Directions for this task> Output, word for word, every line from the line with "If you could pick out the windshield" through the final line of the data below.

Task input>
▬▬▬▬▬▬
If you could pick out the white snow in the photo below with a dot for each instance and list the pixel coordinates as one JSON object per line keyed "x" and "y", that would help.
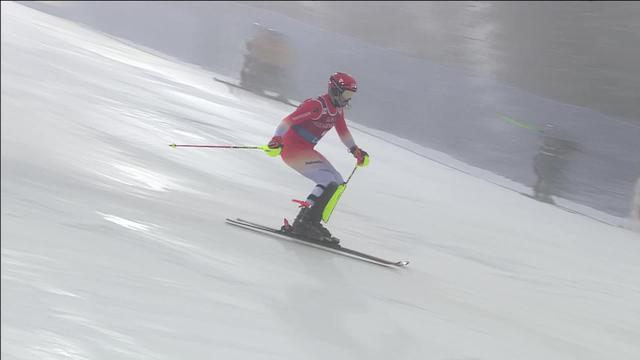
{"x": 114, "y": 245}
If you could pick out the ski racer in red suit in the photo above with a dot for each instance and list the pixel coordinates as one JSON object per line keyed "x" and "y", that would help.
{"x": 298, "y": 134}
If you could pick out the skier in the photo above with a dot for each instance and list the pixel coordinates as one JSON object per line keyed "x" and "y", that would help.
{"x": 296, "y": 137}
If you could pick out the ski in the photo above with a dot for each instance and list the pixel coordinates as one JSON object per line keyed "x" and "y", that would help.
{"x": 337, "y": 249}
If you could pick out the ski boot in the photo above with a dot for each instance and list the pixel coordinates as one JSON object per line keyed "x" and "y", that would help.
{"x": 307, "y": 223}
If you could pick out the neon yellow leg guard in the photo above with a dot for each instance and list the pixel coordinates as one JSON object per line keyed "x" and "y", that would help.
{"x": 328, "y": 210}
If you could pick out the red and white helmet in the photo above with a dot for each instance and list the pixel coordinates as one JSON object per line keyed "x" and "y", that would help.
{"x": 341, "y": 88}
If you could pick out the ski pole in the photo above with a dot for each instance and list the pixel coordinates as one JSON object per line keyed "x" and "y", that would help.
{"x": 218, "y": 146}
{"x": 269, "y": 151}
{"x": 352, "y": 172}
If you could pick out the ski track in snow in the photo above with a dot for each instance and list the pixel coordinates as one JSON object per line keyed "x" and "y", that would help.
{"x": 114, "y": 245}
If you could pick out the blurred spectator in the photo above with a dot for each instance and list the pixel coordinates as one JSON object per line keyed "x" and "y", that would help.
{"x": 550, "y": 162}
{"x": 267, "y": 63}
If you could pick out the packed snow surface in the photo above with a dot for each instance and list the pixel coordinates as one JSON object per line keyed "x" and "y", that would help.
{"x": 114, "y": 245}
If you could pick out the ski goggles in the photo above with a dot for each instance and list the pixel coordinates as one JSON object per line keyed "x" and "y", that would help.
{"x": 346, "y": 95}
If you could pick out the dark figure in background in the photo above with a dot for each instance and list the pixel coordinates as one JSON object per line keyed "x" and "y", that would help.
{"x": 267, "y": 63}
{"x": 549, "y": 162}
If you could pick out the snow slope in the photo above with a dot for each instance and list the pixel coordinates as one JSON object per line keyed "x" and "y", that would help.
{"x": 114, "y": 245}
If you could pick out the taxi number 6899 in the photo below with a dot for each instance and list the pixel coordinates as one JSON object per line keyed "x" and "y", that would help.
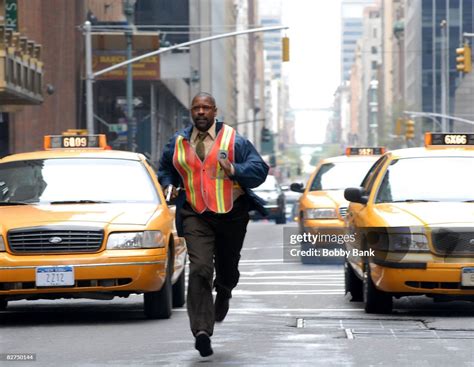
{"x": 455, "y": 139}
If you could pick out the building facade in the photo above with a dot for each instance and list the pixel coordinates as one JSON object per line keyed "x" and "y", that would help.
{"x": 351, "y": 31}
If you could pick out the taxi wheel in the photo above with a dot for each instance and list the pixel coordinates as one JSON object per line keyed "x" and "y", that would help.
{"x": 179, "y": 291}
{"x": 376, "y": 301}
{"x": 353, "y": 284}
{"x": 281, "y": 218}
{"x": 158, "y": 304}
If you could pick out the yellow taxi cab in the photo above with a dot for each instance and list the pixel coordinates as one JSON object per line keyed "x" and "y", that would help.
{"x": 78, "y": 220}
{"x": 322, "y": 207}
{"x": 414, "y": 220}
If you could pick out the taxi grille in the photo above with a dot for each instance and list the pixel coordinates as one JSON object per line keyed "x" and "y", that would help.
{"x": 343, "y": 211}
{"x": 454, "y": 242}
{"x": 46, "y": 240}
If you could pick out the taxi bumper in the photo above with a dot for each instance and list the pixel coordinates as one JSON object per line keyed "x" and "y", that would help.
{"x": 420, "y": 278}
{"x": 116, "y": 271}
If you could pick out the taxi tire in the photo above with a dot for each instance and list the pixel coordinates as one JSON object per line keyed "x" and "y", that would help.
{"x": 281, "y": 219}
{"x": 179, "y": 297}
{"x": 353, "y": 284}
{"x": 158, "y": 304}
{"x": 376, "y": 301}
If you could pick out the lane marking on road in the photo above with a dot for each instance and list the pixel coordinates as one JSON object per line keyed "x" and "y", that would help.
{"x": 280, "y": 311}
{"x": 315, "y": 277}
{"x": 296, "y": 284}
{"x": 261, "y": 261}
{"x": 329, "y": 271}
{"x": 300, "y": 323}
{"x": 288, "y": 292}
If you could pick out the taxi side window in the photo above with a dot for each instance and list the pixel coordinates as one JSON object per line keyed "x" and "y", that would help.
{"x": 369, "y": 178}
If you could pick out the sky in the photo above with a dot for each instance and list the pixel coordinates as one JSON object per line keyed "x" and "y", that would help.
{"x": 314, "y": 67}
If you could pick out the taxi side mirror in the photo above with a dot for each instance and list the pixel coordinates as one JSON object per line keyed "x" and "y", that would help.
{"x": 297, "y": 187}
{"x": 356, "y": 195}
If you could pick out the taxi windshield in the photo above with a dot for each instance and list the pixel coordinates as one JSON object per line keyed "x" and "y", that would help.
{"x": 270, "y": 184}
{"x": 338, "y": 176}
{"x": 75, "y": 180}
{"x": 428, "y": 179}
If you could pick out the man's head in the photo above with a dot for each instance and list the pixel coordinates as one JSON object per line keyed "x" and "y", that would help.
{"x": 203, "y": 111}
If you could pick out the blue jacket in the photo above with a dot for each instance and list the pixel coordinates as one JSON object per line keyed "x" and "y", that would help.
{"x": 250, "y": 169}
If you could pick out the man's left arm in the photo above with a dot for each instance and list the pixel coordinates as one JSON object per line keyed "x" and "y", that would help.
{"x": 249, "y": 168}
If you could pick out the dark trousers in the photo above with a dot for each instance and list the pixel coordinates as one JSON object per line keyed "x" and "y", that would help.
{"x": 213, "y": 241}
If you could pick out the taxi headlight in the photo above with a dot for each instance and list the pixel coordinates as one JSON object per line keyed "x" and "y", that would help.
{"x": 414, "y": 242}
{"x": 326, "y": 213}
{"x": 135, "y": 240}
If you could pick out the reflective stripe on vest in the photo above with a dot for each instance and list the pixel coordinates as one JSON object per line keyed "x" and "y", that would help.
{"x": 205, "y": 183}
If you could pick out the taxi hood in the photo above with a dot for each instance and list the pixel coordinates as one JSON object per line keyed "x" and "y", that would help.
{"x": 77, "y": 214}
{"x": 427, "y": 214}
{"x": 327, "y": 199}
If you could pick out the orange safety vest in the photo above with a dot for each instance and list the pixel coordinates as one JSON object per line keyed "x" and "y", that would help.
{"x": 206, "y": 185}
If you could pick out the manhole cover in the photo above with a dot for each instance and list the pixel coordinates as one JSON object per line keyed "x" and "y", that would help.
{"x": 381, "y": 328}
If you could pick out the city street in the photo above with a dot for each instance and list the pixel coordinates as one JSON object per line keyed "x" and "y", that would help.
{"x": 281, "y": 314}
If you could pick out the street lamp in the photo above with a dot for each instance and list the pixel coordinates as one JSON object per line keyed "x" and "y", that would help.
{"x": 129, "y": 12}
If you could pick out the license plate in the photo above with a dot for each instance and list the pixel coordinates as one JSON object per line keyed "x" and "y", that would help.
{"x": 54, "y": 276}
{"x": 467, "y": 277}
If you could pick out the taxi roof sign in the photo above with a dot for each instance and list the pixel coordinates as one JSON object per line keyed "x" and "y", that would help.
{"x": 68, "y": 141}
{"x": 365, "y": 151}
{"x": 449, "y": 139}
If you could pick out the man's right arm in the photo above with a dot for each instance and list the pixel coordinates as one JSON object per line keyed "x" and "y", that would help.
{"x": 167, "y": 174}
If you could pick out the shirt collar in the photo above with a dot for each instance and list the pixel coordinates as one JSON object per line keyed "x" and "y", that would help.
{"x": 211, "y": 132}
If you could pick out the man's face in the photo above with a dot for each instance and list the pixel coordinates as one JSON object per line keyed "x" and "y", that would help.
{"x": 203, "y": 112}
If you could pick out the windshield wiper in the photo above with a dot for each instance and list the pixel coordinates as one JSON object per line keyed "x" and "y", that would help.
{"x": 415, "y": 201}
{"x": 6, "y": 203}
{"x": 79, "y": 202}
▬▬▬▬▬▬
Result of this exercise>
If you could pick out the windshield wiper in the photo above with a dot for each instance and list the pixel coordinates as one JSON object per line keyed "x" and "y", that would help.
{"x": 415, "y": 201}
{"x": 6, "y": 203}
{"x": 79, "y": 202}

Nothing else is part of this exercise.